Items from a collection:
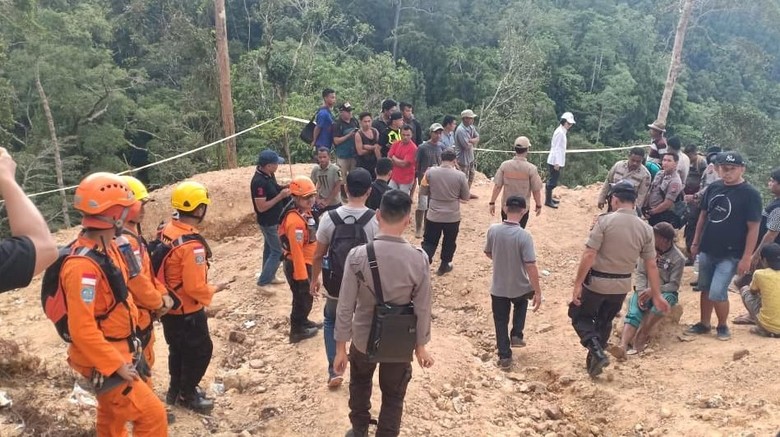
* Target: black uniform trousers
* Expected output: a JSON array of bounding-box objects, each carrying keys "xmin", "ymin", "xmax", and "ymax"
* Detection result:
[{"xmin": 160, "ymin": 309, "xmax": 214, "ymax": 395}]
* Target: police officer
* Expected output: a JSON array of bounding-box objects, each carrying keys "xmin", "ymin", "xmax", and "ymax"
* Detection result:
[
  {"xmin": 569, "ymin": 181, "xmax": 669, "ymax": 377},
  {"xmin": 158, "ymin": 181, "xmax": 228, "ymax": 413},
  {"xmin": 0, "ymin": 147, "xmax": 57, "ymax": 293}
]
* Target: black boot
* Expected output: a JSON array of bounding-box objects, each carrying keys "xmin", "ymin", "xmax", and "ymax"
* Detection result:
[
  {"xmin": 544, "ymin": 188, "xmax": 558, "ymax": 209},
  {"xmin": 587, "ymin": 338, "xmax": 609, "ymax": 378},
  {"xmin": 179, "ymin": 390, "xmax": 214, "ymax": 414}
]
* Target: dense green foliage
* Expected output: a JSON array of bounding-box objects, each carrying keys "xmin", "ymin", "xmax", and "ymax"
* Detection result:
[{"xmin": 0, "ymin": 0, "xmax": 780, "ymax": 227}]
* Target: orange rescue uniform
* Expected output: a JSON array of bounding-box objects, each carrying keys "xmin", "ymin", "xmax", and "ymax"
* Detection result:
[{"xmin": 60, "ymin": 236, "xmax": 168, "ymax": 437}]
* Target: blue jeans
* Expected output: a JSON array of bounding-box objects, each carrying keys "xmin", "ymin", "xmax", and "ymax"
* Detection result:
[
  {"xmin": 322, "ymin": 297, "xmax": 339, "ymax": 378},
  {"xmin": 257, "ymin": 225, "xmax": 282, "ymax": 285},
  {"xmin": 699, "ymin": 252, "xmax": 739, "ymax": 302}
]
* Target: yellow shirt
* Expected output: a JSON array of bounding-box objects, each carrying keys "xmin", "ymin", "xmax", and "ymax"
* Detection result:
[{"xmin": 750, "ymin": 269, "xmax": 780, "ymax": 334}]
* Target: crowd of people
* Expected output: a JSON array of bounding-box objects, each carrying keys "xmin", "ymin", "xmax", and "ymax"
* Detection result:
[{"xmin": 0, "ymin": 89, "xmax": 780, "ymax": 436}]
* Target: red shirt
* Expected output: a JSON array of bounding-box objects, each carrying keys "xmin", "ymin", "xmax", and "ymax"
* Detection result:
[{"xmin": 387, "ymin": 141, "xmax": 417, "ymax": 185}]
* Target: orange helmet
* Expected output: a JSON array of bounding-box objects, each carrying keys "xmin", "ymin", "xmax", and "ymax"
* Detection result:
[
  {"xmin": 290, "ymin": 176, "xmax": 317, "ymax": 197},
  {"xmin": 73, "ymin": 172, "xmax": 136, "ymax": 229}
]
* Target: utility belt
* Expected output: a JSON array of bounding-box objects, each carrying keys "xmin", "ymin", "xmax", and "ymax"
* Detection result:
[{"xmin": 90, "ymin": 337, "xmax": 152, "ymax": 396}]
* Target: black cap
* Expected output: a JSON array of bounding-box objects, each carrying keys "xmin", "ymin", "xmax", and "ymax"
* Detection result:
[
  {"xmin": 347, "ymin": 167, "xmax": 371, "ymax": 193},
  {"xmin": 718, "ymin": 151, "xmax": 745, "ymax": 166},
  {"xmin": 505, "ymin": 196, "xmax": 526, "ymax": 209}
]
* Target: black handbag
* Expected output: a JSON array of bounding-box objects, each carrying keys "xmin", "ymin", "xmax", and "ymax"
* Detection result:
[
  {"xmin": 299, "ymin": 109, "xmax": 320, "ymax": 144},
  {"xmin": 366, "ymin": 242, "xmax": 417, "ymax": 363}
]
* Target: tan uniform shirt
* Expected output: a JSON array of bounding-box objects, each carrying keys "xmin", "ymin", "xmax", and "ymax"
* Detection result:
[
  {"xmin": 335, "ymin": 234, "xmax": 431, "ymax": 353},
  {"xmin": 585, "ymin": 208, "xmax": 655, "ymax": 294},
  {"xmin": 598, "ymin": 159, "xmax": 650, "ymax": 205},
  {"xmin": 493, "ymin": 157, "xmax": 542, "ymax": 205}
]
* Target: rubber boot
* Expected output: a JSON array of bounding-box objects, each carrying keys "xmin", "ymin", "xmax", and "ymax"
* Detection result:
[
  {"xmin": 544, "ymin": 188, "xmax": 558, "ymax": 209},
  {"xmin": 587, "ymin": 338, "xmax": 609, "ymax": 378},
  {"xmin": 414, "ymin": 209, "xmax": 425, "ymax": 238}
]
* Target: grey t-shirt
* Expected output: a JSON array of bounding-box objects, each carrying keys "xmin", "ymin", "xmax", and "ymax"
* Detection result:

Task description: Copy out the items from the line with "Target: rubber boot" through the end of the items, both included and with the requests kept. Shift every bounding-box coordinate in the answers by -41.

In response:
* Target: rubber boot
* Expected output: a JSON array of bounding-box objects, each carrying keys "xmin", "ymin", "xmax", and "ymax"
* Detection result:
[
  {"xmin": 503, "ymin": 147, "xmax": 517, "ymax": 168},
  {"xmin": 546, "ymin": 297, "xmax": 568, "ymax": 337},
  {"xmin": 373, "ymin": 168, "xmax": 384, "ymax": 197}
]
* Target: grey t-shirt
* Expected output: a JSON array of bounding-box objects, each carrying keys "xmin", "ymin", "xmax", and "ymax"
* Detection result:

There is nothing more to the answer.